# DATA EXTRACT
--- --- ---
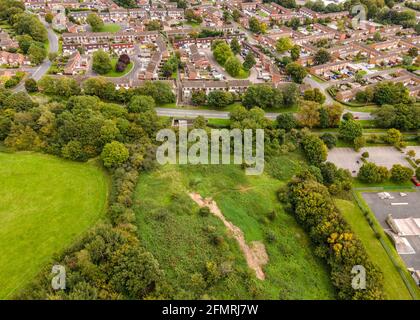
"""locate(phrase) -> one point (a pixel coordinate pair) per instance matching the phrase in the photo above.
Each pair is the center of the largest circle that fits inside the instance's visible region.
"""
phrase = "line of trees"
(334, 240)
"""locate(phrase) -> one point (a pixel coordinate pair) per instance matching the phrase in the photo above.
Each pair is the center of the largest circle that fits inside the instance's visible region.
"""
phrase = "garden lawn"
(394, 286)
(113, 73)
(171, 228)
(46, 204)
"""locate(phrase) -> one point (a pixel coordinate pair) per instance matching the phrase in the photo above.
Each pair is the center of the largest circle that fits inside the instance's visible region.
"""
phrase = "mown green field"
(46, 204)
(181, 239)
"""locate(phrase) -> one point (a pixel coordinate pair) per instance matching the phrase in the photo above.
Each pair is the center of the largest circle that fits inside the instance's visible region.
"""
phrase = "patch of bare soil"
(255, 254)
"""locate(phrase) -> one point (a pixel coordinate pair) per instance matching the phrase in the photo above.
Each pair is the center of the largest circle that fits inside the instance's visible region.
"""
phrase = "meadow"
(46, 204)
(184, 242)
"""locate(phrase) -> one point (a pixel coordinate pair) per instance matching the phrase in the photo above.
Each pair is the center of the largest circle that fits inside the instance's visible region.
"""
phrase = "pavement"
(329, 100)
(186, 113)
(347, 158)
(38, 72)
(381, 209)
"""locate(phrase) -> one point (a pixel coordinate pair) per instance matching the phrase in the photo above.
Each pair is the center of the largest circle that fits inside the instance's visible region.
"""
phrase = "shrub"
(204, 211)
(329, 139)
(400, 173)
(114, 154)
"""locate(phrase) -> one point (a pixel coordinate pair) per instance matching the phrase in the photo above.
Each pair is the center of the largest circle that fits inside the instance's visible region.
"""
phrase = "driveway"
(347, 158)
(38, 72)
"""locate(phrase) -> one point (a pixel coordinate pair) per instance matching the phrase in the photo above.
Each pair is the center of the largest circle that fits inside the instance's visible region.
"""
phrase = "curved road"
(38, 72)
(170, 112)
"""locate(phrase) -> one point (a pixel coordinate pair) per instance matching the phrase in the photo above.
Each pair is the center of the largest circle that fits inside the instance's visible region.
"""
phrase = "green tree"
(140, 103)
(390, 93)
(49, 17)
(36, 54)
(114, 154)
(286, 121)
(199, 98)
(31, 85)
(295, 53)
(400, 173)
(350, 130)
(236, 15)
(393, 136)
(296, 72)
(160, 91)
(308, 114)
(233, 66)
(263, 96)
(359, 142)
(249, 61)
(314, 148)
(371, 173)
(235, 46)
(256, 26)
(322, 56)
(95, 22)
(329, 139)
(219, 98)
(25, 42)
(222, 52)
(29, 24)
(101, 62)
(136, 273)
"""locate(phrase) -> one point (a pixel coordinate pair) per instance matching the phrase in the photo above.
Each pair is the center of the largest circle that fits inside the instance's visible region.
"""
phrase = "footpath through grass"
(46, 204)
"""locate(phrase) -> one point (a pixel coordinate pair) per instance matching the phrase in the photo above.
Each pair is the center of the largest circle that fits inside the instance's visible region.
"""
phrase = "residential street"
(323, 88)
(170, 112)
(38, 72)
--- --- ---
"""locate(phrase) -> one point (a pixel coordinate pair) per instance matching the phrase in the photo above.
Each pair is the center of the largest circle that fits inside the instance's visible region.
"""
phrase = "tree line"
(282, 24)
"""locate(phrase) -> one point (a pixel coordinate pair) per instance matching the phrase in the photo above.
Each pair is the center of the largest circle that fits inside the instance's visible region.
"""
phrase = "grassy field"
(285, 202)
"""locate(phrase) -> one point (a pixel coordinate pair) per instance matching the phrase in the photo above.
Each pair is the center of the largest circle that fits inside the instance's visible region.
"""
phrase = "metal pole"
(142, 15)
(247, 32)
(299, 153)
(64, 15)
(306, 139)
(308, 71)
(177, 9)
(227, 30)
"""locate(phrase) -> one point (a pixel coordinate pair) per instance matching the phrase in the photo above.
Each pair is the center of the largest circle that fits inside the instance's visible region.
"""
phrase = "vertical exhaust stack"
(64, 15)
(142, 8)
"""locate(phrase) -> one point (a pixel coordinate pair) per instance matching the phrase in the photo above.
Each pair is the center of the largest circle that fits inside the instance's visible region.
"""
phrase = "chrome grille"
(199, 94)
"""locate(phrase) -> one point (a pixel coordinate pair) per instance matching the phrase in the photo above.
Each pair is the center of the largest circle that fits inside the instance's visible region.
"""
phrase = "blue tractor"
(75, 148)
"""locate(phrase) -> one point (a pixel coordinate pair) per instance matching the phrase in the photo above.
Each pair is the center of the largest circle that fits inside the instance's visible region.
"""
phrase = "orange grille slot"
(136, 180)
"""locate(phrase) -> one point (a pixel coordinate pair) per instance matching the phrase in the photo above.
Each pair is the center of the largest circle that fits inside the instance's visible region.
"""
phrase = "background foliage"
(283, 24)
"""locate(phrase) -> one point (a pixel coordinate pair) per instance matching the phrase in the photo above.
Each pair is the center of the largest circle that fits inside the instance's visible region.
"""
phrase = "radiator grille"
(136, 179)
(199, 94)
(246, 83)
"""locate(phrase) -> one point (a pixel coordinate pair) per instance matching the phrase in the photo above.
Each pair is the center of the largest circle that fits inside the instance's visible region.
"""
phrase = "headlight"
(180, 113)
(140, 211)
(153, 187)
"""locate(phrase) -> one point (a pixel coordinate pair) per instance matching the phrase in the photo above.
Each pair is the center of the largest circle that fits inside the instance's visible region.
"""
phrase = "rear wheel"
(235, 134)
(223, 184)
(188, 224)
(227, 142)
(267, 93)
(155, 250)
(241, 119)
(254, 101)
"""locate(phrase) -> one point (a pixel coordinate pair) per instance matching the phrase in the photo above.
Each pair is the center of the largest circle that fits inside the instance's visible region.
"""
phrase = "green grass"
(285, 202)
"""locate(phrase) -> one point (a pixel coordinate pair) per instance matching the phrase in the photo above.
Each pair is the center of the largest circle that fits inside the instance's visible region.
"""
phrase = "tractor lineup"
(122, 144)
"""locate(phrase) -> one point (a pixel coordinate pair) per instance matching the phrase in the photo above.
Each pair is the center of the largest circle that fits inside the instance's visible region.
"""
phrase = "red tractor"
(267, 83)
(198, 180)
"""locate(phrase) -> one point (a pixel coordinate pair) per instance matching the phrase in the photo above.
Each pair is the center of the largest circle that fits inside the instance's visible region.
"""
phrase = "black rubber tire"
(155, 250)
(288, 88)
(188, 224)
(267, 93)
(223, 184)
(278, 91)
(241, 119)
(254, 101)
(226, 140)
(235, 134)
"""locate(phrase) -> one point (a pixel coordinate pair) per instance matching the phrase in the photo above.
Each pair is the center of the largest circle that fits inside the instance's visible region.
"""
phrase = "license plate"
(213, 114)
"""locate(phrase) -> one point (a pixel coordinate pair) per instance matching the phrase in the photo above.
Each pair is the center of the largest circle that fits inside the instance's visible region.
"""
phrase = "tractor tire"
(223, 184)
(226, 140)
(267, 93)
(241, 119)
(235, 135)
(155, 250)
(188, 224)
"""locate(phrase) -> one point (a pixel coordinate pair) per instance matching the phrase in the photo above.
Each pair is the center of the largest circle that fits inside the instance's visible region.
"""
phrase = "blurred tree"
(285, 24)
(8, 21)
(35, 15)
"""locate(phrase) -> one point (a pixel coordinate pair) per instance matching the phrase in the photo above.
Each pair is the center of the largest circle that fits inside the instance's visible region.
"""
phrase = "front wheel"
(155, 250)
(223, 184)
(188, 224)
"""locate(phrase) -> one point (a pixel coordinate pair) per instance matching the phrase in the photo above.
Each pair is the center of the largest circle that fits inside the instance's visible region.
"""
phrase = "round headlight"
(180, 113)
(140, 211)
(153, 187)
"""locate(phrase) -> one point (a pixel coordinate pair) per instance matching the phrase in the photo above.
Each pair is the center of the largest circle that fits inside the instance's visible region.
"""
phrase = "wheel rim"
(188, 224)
--- --- ---
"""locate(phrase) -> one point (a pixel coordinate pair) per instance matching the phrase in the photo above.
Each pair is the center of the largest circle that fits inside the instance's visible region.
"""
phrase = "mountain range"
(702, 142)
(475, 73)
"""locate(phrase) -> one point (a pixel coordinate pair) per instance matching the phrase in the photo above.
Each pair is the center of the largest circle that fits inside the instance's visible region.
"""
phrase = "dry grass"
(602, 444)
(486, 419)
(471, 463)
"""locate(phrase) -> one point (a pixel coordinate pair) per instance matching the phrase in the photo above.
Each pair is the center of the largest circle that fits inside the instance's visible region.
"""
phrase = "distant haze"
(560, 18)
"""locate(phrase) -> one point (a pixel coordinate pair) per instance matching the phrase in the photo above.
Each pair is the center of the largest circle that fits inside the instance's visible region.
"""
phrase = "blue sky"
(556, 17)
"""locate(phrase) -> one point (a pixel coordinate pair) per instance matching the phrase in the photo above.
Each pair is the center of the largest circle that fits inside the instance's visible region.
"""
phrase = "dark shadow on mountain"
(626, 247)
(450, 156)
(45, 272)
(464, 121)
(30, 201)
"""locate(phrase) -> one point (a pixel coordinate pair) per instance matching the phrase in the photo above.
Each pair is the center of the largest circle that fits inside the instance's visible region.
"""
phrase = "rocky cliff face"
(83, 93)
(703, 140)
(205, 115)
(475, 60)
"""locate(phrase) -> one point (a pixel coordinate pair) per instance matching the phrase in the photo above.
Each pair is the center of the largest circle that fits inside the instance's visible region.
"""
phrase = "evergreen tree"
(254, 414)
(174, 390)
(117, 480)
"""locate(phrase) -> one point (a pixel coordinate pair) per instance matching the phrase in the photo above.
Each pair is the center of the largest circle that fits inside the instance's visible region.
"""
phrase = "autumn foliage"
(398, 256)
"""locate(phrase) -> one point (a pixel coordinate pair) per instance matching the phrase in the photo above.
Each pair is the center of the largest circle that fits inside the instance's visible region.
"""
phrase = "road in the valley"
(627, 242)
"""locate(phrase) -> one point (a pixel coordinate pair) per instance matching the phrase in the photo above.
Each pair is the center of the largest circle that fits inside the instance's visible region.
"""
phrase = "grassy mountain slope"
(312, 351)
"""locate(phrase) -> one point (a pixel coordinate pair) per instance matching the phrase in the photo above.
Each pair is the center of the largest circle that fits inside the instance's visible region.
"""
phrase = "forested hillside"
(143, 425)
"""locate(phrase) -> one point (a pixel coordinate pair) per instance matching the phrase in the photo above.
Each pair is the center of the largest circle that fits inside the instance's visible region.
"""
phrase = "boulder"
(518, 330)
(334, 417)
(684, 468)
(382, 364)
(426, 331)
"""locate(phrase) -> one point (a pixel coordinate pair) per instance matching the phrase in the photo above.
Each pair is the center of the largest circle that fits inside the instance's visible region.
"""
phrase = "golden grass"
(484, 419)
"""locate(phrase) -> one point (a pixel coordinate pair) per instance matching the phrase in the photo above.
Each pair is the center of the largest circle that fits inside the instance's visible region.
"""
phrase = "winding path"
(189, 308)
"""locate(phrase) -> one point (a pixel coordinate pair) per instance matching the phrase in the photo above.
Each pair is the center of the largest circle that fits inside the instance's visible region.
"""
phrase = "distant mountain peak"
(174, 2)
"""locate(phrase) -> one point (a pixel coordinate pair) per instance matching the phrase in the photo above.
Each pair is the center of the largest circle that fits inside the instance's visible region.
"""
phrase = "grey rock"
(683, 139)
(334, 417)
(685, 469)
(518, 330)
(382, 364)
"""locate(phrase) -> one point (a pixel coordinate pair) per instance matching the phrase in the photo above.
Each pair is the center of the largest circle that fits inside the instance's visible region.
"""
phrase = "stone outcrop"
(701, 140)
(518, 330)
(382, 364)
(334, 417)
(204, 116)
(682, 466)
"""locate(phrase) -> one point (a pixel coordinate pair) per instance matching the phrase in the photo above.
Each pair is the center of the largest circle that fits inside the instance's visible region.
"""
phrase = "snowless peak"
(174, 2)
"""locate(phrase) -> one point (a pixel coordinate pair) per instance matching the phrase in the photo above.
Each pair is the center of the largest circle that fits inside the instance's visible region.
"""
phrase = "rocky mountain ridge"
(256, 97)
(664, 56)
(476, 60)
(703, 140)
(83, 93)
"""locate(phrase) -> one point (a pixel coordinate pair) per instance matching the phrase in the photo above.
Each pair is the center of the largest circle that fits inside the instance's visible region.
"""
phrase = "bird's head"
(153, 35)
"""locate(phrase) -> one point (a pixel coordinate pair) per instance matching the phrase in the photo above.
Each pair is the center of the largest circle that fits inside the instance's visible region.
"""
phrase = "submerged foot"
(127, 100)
--- --- ---
# YOUR OBJECTIVE
Report every row above that contains the string "wheel", copying each such row in full. Treat the match as case-sensitive.

# RESPONSE TO THE TASK
phrase = "rear wheel"
phrase = "front wheel"
phrase = "wheel rim"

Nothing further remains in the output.